> _Task directions_: Below are some records; return all of them exactly as they are.

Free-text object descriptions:

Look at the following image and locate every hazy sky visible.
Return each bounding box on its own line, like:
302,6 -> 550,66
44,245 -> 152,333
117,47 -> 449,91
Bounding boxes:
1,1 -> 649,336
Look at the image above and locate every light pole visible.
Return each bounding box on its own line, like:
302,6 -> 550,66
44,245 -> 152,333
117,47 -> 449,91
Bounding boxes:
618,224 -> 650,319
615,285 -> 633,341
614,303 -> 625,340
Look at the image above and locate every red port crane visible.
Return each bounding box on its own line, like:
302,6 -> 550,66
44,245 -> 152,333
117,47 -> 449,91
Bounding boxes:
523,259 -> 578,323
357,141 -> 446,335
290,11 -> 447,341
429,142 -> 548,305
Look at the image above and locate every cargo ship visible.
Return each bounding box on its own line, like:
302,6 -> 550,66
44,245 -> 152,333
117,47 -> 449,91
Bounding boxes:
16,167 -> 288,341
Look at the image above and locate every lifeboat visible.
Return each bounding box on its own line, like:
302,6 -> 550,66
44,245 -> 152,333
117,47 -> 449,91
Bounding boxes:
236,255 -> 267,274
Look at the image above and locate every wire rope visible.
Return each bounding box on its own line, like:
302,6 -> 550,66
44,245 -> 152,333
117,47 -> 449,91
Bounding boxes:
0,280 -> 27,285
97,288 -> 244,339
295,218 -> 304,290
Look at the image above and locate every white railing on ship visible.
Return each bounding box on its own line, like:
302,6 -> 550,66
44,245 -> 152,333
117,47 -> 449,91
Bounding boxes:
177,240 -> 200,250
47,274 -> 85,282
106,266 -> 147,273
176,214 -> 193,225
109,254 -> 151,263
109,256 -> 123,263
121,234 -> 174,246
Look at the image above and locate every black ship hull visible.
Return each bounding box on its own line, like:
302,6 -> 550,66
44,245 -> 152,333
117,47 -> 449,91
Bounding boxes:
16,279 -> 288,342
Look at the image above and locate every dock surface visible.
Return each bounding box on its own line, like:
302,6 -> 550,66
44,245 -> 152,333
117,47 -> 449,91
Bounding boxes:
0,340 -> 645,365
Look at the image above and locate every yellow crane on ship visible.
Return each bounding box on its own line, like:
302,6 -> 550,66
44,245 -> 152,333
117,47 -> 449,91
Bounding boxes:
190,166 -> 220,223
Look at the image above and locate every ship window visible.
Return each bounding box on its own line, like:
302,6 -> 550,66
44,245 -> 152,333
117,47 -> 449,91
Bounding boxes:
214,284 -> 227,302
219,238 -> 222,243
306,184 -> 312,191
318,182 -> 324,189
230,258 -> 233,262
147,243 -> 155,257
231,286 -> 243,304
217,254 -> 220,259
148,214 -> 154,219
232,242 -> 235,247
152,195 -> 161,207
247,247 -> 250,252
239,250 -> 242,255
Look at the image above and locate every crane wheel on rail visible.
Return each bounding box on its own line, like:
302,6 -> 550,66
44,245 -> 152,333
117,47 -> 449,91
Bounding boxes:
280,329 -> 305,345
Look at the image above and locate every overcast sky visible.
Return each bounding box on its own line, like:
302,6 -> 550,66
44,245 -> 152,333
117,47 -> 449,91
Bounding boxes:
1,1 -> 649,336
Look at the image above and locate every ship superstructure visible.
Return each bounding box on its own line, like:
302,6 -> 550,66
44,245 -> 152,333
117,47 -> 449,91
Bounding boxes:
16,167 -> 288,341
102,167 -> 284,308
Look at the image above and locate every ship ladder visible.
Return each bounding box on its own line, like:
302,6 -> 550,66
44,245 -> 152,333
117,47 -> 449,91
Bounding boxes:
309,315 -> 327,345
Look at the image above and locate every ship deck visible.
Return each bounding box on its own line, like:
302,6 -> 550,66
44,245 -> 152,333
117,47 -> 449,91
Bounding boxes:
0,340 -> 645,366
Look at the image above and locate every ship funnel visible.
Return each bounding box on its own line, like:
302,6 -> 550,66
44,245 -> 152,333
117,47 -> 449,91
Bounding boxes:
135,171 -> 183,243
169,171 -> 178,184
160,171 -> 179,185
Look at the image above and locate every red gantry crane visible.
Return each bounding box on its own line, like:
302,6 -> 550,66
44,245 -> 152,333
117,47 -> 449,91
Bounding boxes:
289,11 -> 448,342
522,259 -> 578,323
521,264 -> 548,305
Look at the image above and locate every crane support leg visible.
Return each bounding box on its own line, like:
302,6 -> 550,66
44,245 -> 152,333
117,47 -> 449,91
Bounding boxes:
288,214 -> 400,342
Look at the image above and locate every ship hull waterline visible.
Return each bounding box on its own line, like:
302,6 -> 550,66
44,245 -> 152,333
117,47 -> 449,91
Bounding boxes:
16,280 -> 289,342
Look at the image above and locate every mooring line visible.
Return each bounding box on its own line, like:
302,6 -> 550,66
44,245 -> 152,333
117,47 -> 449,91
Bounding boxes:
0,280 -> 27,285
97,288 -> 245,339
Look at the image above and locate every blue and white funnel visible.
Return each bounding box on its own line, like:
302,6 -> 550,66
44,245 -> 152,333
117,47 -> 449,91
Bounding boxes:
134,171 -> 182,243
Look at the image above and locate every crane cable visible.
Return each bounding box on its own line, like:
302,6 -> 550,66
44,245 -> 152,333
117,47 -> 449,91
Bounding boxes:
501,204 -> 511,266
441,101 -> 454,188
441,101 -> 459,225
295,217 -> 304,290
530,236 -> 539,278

> _Finished task_:
Look at the following image and locate every hazy sky visible.
Return each bounding box on its own line, like:
302,6 -> 550,66
44,245 -> 152,333
117,47 -> 449,91
Bounding boxes:
1,1 -> 649,336
Look at the image above and locate every light pole visible.
Return each bounding box on its own line, like:
302,6 -> 550,66
44,245 -> 152,333
117,47 -> 449,91
Bounding boxes:
618,224 -> 650,319
615,285 -> 633,341
614,303 -> 625,340
Look at the image above and locate every red port crane visible.
Return each bounding box on its own line, like:
302,6 -> 550,66
44,245 -> 152,333
117,47 -> 449,91
Bounding boxes:
523,259 -> 578,323
357,141 -> 446,335
290,11 -> 447,341
429,142 -> 548,305
Look at the image above and locate every cargo ship visible.
Return each bounding box on its own line, like:
302,6 -> 550,66
44,245 -> 152,333
117,47 -> 449,91
Bounding boxes:
16,167 -> 288,341
Look at the image above and locate every lifeboat visible.
Return each bounding box on its own line, like:
302,6 -> 550,66
44,245 -> 152,333
117,47 -> 449,91
Bounding boxes:
236,255 -> 267,274
Look at the image above and locate every wire rope visible.
Return each bounding box on its own line, like:
302,6 -> 550,66
44,245 -> 152,333
117,47 -> 449,91
Bounding boxes:
0,280 -> 27,285
97,288 -> 244,339
295,218 -> 304,290
Look at the image above and locate every white railing on ship visible.
Return each bounding box on its own line, like:
302,6 -> 550,66
44,245 -> 152,333
117,47 -> 449,91
Bounding boxes:
177,240 -> 200,250
47,274 -> 85,282
106,266 -> 147,273
176,214 -> 193,225
109,254 -> 151,263
109,256 -> 123,263
121,234 -> 174,246
Look at the image above and locate every black ship hull visible.
Return each bounding box on its own line, like:
302,6 -> 550,66
44,245 -> 152,333
117,47 -> 449,91
Bounding boxes:
16,279 -> 288,342
Look at the image above and locate every dock surface visible.
Return each bounding box on its own line, like:
302,6 -> 550,66
44,245 -> 152,333
117,47 -> 449,91
Bounding boxes:
0,340 -> 645,365
Look at the image above and locate every yellow crane on ship visible.
Return each bounding box on its own line, like:
302,6 -> 550,66
44,245 -> 152,333
117,47 -> 449,91
Bounding boxes:
190,166 -> 220,223
Look at the image above and locate every ship window visible.
Return each bounding box on its own line, like:
302,6 -> 550,66
44,245 -> 152,333
117,47 -> 449,91
Bounding boxes:
214,284 -> 227,302
219,238 -> 222,243
306,184 -> 312,191
318,182 -> 324,189
230,258 -> 233,262
147,243 -> 155,257
231,286 -> 243,304
217,254 -> 220,259
148,214 -> 154,219
232,242 -> 235,247
152,195 -> 161,207
247,247 -> 250,252
239,250 -> 242,255
Look at the image above and locate every crane wheel on rail visible.
Return each bounding box on its own line, like:
302,6 -> 550,66
44,245 -> 152,333
117,47 -> 449,91
Bounding boxes:
280,329 -> 305,345
Look at the image above and locate every overcast sky visible.
Return each bounding box on its own line, like:
302,6 -> 550,66
44,245 -> 152,333
117,47 -> 449,91
Bounding boxes:
1,1 -> 649,336
Look at the image above and locate every ship superstructure visible.
Return each bounding box on its own line, like:
302,6 -> 550,66
44,245 -> 152,333
117,47 -> 449,91
Bounding boxes:
16,167 -> 288,341
102,167 -> 284,308
Look at the image above and locate every ship ladder visible.
Return each bounding box on its own line, like:
302,6 -> 550,66
44,245 -> 152,333
117,47 -> 449,91
Bounding boxes:
309,315 -> 327,345
Look at the image above and locate every ship deck visible.
Return each bounding box on its own line, like:
302,6 -> 550,66
44,245 -> 152,333
117,47 -> 449,91
Bounding boxes:
0,340 -> 645,366
Look at the image above and locate every ship funnel visible.
Return each bounding box on its own line, like:
302,6 -> 550,66
44,245 -> 152,333
117,47 -> 449,91
Bounding boxes:
135,171 -> 183,243
169,171 -> 178,184
160,171 -> 179,185
Look at the image above and locate every red gantry crane visible.
Return each bounding box on its own line, like:
302,6 -> 550,66
44,245 -> 152,333
117,47 -> 449,91
Bounding boxes:
289,11 -> 448,342
522,259 -> 578,323
521,264 -> 548,305
Look at the image above and locate every crane support leg visible.
Return each bounding box on its own line, like:
302,6 -> 550,66
44,245 -> 152,333
117,47 -> 449,91
Bounding boxes:
288,214 -> 400,342
Look at the image above and locate every ship hull waterline visible.
Return each bounding box on its own line, like:
302,6 -> 550,66
44,245 -> 152,333
117,47 -> 449,91
Bounding boxes:
16,280 -> 289,342
Look at the image above and locate every mooring line visible.
Return each bounding box on its own line, like:
302,6 -> 550,66
44,245 -> 152,333
117,47 -> 449,91
Bounding boxes:
0,280 -> 27,285
97,288 -> 245,339
Look at the image above and locate every blue and white funnel visible.
Return each bounding box on its own line, like:
302,6 -> 550,66
44,245 -> 152,333
117,47 -> 449,91
Bounding boxes:
134,171 -> 182,243
Look at the image above and locate every crane cable visible.
Return each bounding box on its own line, like:
302,6 -> 550,66
44,245 -> 152,333
117,47 -> 449,91
Bounding boxes:
501,204 -> 511,266
441,101 -> 454,188
441,101 -> 459,225
295,217 -> 304,290
530,236 -> 539,278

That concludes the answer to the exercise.